## What you need to do
Render the material again word for word, skipping the pictures in it.

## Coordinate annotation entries
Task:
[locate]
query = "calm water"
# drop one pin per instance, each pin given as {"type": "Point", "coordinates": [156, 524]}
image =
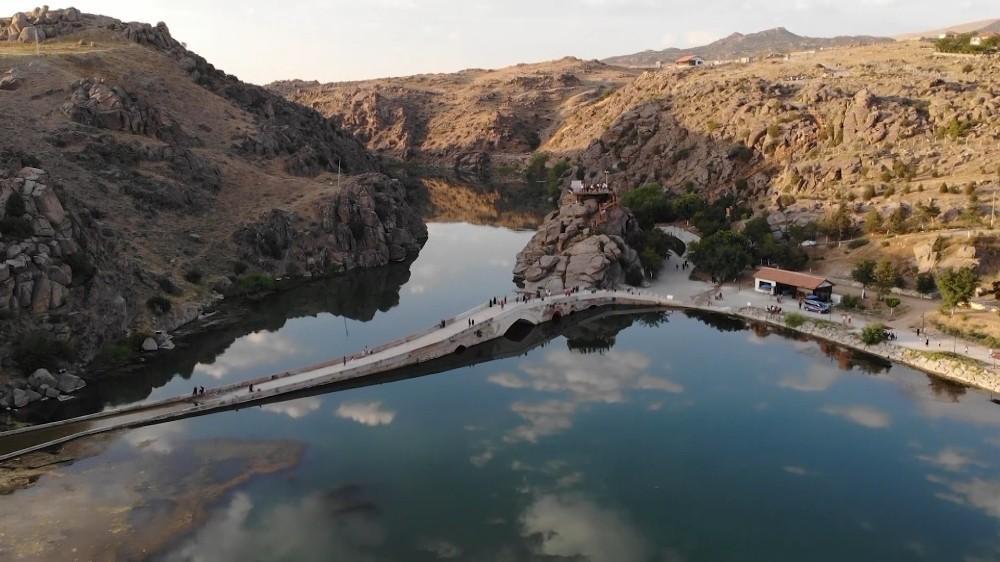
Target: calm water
{"type": "Point", "coordinates": [623, 438]}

## Task response
Task:
[locate]
query = "calm water"
# drop one pin per instance, each pin given as {"type": "Point", "coordinates": [156, 524]}
image =
Target: calm water
{"type": "Point", "coordinates": [623, 438]}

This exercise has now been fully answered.